#### [Required task 1]
From the records below, pull out every line that contains the string "house".

#### [Extract]

* * * * * * *

Sunday, 5 July 2020

5th July 2020

Sunday, 5th July: Grey and overcast with persistent light drizzle at first and murky conditions at sea, giving way to sunny periods with lighter cloud and better visibility by late morning. Unseasonably windy throughout, with a near gale-force WSW 6-7/8. 

Any hopes that the strong winds over the last couple of days would bring an unusual seabird or two to brighten the summer period were soon dispelled; it remains very quiet, with 20 Gannets moving west and several Sandwich Terns offshore being the only birds of any note!

The Ringed Plover was still on her nest with her clutch of four eggs whilst the nesting Whitethroats along the banks and hedgerows towards Poole Place were very active and still singing occasionally. Swifts were also very active, with a flock of at least 30 apparently feeding high up over the woodland towards the latter location.

* * * * * * *

#### [Required task 2]
In the 5 July 2020 entry above, how many eggs were in the Ringed Plover's clutch?

#### [Records for the exercise]
* * * * * * *

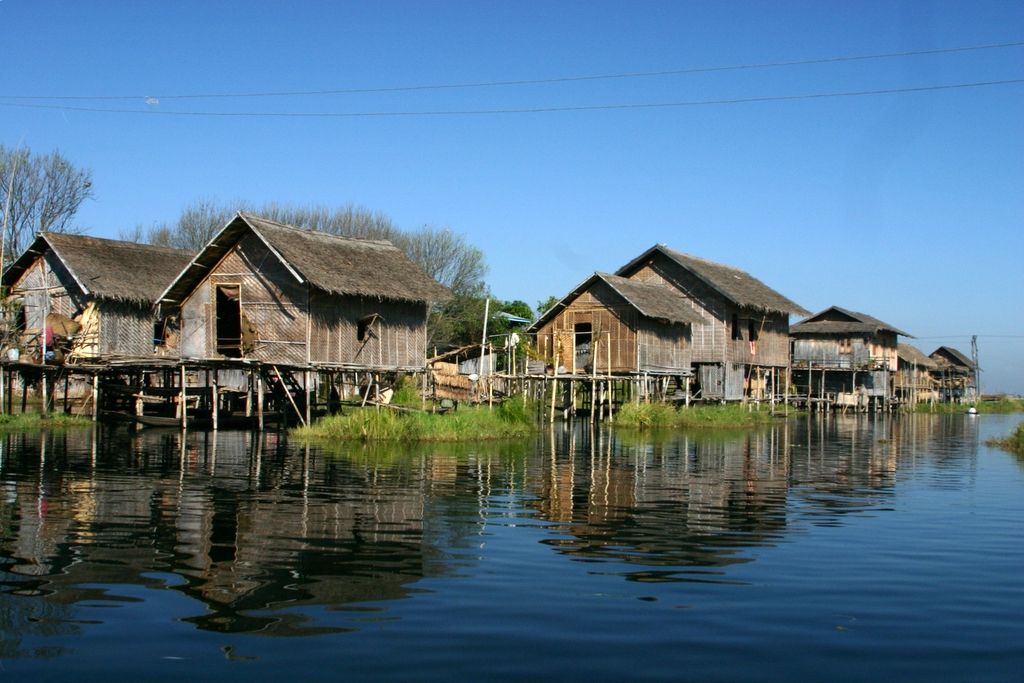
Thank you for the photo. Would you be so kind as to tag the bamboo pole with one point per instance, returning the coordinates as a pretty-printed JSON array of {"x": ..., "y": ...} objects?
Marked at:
[
  {"x": 214, "y": 402},
  {"x": 181, "y": 398},
  {"x": 611, "y": 392},
  {"x": 259, "y": 400}
]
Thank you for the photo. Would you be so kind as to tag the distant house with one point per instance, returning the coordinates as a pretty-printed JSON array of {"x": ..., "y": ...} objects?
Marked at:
[
  {"x": 87, "y": 298},
  {"x": 913, "y": 382},
  {"x": 619, "y": 326},
  {"x": 275, "y": 294},
  {"x": 954, "y": 374},
  {"x": 854, "y": 351},
  {"x": 741, "y": 339}
]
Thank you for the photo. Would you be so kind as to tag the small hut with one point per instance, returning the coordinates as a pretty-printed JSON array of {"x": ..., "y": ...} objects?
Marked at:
[
  {"x": 265, "y": 292},
  {"x": 740, "y": 344},
  {"x": 853, "y": 352},
  {"x": 83, "y": 299},
  {"x": 954, "y": 374},
  {"x": 913, "y": 382},
  {"x": 611, "y": 325}
]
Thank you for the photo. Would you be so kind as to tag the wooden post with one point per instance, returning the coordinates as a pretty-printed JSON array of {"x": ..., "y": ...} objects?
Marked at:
[
  {"x": 181, "y": 397},
  {"x": 305, "y": 389},
  {"x": 259, "y": 400},
  {"x": 611, "y": 394},
  {"x": 95, "y": 397},
  {"x": 215, "y": 401}
]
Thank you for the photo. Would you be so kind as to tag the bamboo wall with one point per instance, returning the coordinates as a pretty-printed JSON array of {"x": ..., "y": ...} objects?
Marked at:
[
  {"x": 662, "y": 347},
  {"x": 283, "y": 311},
  {"x": 712, "y": 340},
  {"x": 845, "y": 351},
  {"x": 115, "y": 328},
  {"x": 270, "y": 299}
]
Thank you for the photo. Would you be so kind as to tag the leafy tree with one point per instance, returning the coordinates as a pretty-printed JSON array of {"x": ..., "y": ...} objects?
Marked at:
[{"x": 38, "y": 193}]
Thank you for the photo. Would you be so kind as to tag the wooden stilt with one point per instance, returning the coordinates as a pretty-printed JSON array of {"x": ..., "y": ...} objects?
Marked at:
[
  {"x": 259, "y": 400},
  {"x": 182, "y": 406},
  {"x": 214, "y": 401}
]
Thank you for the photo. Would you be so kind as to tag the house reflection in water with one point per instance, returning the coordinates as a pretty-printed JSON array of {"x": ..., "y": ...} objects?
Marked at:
[{"x": 264, "y": 534}]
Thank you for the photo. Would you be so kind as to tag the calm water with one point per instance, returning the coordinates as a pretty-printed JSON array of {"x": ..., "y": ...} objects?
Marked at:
[{"x": 856, "y": 548}]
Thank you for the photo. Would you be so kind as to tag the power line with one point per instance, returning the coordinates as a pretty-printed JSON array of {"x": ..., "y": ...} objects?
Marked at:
[
  {"x": 541, "y": 81},
  {"x": 527, "y": 110}
]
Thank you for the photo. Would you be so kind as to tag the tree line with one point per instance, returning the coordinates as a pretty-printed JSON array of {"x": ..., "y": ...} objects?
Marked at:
[{"x": 44, "y": 193}]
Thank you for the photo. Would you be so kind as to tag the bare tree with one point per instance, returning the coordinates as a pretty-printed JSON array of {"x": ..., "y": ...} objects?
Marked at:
[
  {"x": 441, "y": 253},
  {"x": 38, "y": 193}
]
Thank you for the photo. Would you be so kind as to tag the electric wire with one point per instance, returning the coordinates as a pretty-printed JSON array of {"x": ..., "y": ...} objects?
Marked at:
[
  {"x": 525, "y": 110},
  {"x": 542, "y": 81}
]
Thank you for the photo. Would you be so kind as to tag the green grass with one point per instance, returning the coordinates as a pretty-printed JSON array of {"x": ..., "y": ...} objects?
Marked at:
[
  {"x": 510, "y": 420},
  {"x": 1001, "y": 406},
  {"x": 664, "y": 416},
  {"x": 1014, "y": 443},
  {"x": 34, "y": 421}
]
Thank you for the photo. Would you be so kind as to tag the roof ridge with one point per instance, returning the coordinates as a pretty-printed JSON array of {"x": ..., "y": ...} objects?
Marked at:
[{"x": 314, "y": 231}]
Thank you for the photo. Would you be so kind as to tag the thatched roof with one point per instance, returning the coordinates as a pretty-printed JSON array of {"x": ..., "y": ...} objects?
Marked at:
[
  {"x": 949, "y": 355},
  {"x": 332, "y": 263},
  {"x": 107, "y": 268},
  {"x": 649, "y": 299},
  {"x": 911, "y": 354},
  {"x": 836, "y": 321},
  {"x": 737, "y": 286}
]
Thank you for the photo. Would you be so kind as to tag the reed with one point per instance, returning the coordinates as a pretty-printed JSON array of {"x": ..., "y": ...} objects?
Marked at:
[
  {"x": 37, "y": 421},
  {"x": 510, "y": 420},
  {"x": 1014, "y": 442},
  {"x": 664, "y": 416}
]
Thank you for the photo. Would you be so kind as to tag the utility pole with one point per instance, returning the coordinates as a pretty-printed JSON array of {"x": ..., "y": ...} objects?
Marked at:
[{"x": 977, "y": 369}]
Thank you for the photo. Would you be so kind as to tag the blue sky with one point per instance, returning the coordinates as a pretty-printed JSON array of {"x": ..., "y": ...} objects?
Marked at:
[{"x": 905, "y": 206}]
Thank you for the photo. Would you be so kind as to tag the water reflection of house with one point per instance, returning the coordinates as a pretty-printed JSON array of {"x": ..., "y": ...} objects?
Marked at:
[{"x": 667, "y": 508}]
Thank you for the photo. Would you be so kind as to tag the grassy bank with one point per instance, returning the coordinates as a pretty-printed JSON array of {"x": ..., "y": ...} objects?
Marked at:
[
  {"x": 34, "y": 421},
  {"x": 664, "y": 416},
  {"x": 511, "y": 420},
  {"x": 1003, "y": 406},
  {"x": 1014, "y": 443}
]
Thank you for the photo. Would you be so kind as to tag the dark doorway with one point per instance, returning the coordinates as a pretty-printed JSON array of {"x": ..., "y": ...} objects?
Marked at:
[
  {"x": 584, "y": 333},
  {"x": 228, "y": 321}
]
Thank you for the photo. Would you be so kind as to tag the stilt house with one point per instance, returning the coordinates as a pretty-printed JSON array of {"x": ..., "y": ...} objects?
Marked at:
[
  {"x": 276, "y": 294},
  {"x": 88, "y": 299},
  {"x": 741, "y": 340},
  {"x": 853, "y": 352},
  {"x": 954, "y": 374},
  {"x": 613, "y": 325}
]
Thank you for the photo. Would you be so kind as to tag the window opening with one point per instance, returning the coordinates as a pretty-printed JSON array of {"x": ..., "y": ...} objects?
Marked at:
[
  {"x": 737, "y": 332},
  {"x": 365, "y": 329},
  {"x": 228, "y": 323}
]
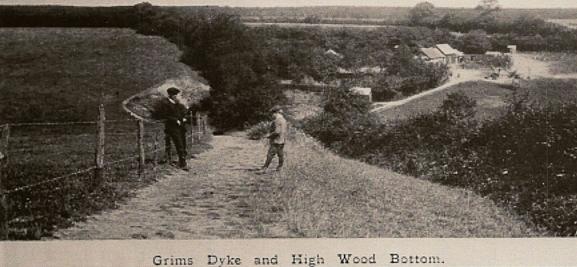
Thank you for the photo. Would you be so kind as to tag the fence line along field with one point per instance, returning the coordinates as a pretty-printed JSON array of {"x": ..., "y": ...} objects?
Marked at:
[{"x": 61, "y": 75}]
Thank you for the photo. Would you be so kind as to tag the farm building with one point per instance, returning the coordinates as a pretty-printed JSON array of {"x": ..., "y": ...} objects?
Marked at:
[
  {"x": 432, "y": 54},
  {"x": 452, "y": 55},
  {"x": 333, "y": 54},
  {"x": 362, "y": 91}
]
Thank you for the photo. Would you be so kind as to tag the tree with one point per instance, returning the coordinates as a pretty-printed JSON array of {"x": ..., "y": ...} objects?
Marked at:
[
  {"x": 476, "y": 42},
  {"x": 423, "y": 13}
]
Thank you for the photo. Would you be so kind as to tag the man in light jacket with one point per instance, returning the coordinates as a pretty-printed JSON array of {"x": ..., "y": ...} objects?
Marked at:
[{"x": 277, "y": 138}]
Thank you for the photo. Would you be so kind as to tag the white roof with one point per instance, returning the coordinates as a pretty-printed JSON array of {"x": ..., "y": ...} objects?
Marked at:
[
  {"x": 432, "y": 53},
  {"x": 333, "y": 52},
  {"x": 361, "y": 90},
  {"x": 448, "y": 50}
]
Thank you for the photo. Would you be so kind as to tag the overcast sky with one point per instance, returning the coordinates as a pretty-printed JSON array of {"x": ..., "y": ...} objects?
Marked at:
[{"x": 269, "y": 3}]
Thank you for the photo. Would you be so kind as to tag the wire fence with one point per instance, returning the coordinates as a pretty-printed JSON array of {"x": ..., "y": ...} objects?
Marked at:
[{"x": 52, "y": 173}]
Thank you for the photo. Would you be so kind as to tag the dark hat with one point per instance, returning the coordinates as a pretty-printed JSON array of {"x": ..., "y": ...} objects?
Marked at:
[
  {"x": 172, "y": 91},
  {"x": 276, "y": 108}
]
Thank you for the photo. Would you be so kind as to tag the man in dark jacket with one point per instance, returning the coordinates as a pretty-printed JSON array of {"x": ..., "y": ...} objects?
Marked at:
[{"x": 174, "y": 113}]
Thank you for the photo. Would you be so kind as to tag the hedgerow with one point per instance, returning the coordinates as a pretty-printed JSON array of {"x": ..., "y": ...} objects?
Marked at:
[{"x": 524, "y": 160}]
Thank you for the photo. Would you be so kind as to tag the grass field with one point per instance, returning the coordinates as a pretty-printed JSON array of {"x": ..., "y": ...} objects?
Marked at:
[
  {"x": 569, "y": 23},
  {"x": 322, "y": 195},
  {"x": 56, "y": 74},
  {"x": 60, "y": 74},
  {"x": 491, "y": 98},
  {"x": 559, "y": 63}
]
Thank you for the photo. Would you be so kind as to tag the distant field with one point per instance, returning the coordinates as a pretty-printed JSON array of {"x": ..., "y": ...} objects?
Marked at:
[
  {"x": 58, "y": 74},
  {"x": 559, "y": 63},
  {"x": 570, "y": 23},
  {"x": 320, "y": 25},
  {"x": 491, "y": 98}
]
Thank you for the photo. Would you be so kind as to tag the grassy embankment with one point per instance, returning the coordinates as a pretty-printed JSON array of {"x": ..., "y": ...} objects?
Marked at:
[
  {"x": 55, "y": 74},
  {"x": 491, "y": 98},
  {"x": 320, "y": 194}
]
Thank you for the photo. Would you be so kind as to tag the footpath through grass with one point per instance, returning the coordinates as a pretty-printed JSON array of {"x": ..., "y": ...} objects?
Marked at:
[{"x": 320, "y": 194}]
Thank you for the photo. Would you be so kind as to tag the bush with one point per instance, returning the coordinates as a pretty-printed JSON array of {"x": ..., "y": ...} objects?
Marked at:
[
  {"x": 243, "y": 88},
  {"x": 344, "y": 117},
  {"x": 524, "y": 159}
]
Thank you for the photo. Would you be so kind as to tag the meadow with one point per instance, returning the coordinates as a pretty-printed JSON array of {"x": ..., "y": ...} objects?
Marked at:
[
  {"x": 322, "y": 195},
  {"x": 559, "y": 63},
  {"x": 569, "y": 23},
  {"x": 491, "y": 98},
  {"x": 61, "y": 75}
]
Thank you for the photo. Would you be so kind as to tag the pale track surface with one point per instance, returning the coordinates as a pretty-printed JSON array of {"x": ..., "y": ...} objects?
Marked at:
[{"x": 211, "y": 201}]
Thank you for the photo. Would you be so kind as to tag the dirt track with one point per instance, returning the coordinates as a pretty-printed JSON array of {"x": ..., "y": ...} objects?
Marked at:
[{"x": 211, "y": 201}]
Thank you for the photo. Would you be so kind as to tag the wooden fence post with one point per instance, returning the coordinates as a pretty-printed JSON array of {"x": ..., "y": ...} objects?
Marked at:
[
  {"x": 191, "y": 131},
  {"x": 155, "y": 156},
  {"x": 204, "y": 124},
  {"x": 3, "y": 198},
  {"x": 198, "y": 126},
  {"x": 141, "y": 155},
  {"x": 99, "y": 171}
]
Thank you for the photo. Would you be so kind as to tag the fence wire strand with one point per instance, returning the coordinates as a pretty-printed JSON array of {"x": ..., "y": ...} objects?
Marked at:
[
  {"x": 52, "y": 180},
  {"x": 83, "y": 171}
]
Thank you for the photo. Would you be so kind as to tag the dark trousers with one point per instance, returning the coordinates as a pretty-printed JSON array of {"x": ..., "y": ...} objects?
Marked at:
[
  {"x": 278, "y": 150},
  {"x": 176, "y": 135}
]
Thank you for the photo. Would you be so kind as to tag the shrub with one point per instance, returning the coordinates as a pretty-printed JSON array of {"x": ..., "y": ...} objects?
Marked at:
[{"x": 524, "y": 159}]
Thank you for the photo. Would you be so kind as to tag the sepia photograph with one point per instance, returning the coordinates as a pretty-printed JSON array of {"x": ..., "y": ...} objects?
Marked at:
[{"x": 228, "y": 120}]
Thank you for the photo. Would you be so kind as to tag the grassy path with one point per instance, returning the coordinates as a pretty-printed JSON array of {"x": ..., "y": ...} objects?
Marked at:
[
  {"x": 210, "y": 201},
  {"x": 317, "y": 195}
]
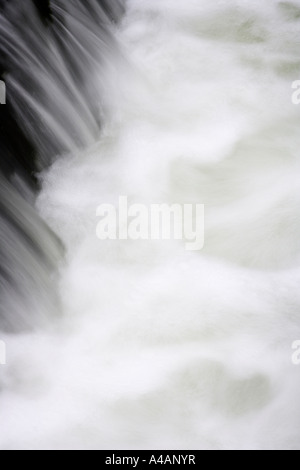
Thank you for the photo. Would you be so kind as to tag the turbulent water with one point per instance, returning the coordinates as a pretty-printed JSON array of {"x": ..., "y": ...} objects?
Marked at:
[{"x": 155, "y": 346}]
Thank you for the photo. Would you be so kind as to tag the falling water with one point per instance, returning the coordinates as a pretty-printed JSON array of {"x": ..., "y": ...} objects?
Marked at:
[{"x": 148, "y": 345}]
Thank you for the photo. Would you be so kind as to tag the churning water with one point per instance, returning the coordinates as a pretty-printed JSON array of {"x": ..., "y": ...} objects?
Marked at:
[{"x": 150, "y": 345}]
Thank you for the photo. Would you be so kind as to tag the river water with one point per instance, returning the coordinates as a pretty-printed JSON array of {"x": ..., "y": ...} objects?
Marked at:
[{"x": 155, "y": 346}]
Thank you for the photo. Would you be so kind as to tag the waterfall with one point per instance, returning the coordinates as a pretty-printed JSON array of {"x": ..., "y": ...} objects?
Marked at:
[{"x": 141, "y": 343}]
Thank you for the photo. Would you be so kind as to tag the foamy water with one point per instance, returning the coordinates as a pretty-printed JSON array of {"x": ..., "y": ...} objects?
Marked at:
[{"x": 158, "y": 347}]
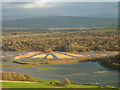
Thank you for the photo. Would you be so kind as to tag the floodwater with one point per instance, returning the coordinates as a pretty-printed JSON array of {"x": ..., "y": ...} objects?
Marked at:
[{"x": 85, "y": 72}]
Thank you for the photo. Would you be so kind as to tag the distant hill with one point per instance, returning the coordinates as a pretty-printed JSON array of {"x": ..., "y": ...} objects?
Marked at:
[{"x": 59, "y": 22}]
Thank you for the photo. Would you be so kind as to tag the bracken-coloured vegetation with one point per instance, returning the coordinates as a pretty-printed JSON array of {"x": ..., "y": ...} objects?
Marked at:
[{"x": 74, "y": 41}]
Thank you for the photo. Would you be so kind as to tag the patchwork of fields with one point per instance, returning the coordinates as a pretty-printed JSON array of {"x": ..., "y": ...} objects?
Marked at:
[{"x": 54, "y": 55}]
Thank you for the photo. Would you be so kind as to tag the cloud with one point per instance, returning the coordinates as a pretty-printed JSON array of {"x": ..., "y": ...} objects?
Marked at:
[
  {"x": 37, "y": 4},
  {"x": 29, "y": 5},
  {"x": 61, "y": 0}
]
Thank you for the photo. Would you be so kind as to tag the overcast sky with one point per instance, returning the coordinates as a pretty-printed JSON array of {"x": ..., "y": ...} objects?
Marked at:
[{"x": 42, "y": 9}]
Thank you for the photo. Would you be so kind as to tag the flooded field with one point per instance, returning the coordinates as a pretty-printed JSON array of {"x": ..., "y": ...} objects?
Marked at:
[
  {"x": 54, "y": 55},
  {"x": 86, "y": 72}
]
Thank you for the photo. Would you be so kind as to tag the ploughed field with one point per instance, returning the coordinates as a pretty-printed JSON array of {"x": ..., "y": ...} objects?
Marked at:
[{"x": 30, "y": 55}]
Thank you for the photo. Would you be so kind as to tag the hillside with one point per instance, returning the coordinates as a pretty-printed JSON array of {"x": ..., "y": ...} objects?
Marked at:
[{"x": 59, "y": 22}]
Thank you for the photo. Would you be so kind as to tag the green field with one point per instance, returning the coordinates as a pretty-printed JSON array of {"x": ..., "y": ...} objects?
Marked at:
[{"x": 41, "y": 85}]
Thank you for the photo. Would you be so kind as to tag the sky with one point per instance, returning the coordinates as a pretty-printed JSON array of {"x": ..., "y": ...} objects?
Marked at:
[{"x": 46, "y": 9}]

* * * * * * *

#### [Problem solution 1]
Thank you for the photo. Would you be so kind as to tag the distant house with one point per instance, returning the coordinates as a pretty-printed JSON array of {"x": ..., "y": ...} objects?
Thank you for the photo. Would you be so kind as to tag the house reflection in water with one point per instance, returning the coordinates as a pretty-printed JSON array of {"x": ..., "y": ...} objects?
Thank you for the photo. Would you be so kind as to tag the water reflection of house with one point per instance, returning the coordinates as a pretty-printed JSON array of {"x": ..., "y": ...} objects?
Thank you for the photo. Would you be so kind as to tag the stilt house with one point per instance, returning the coordinates as a pretty-printed JSON array of {"x": ..., "y": ...} objects?

#### [Problem solution 2]
Four eggs.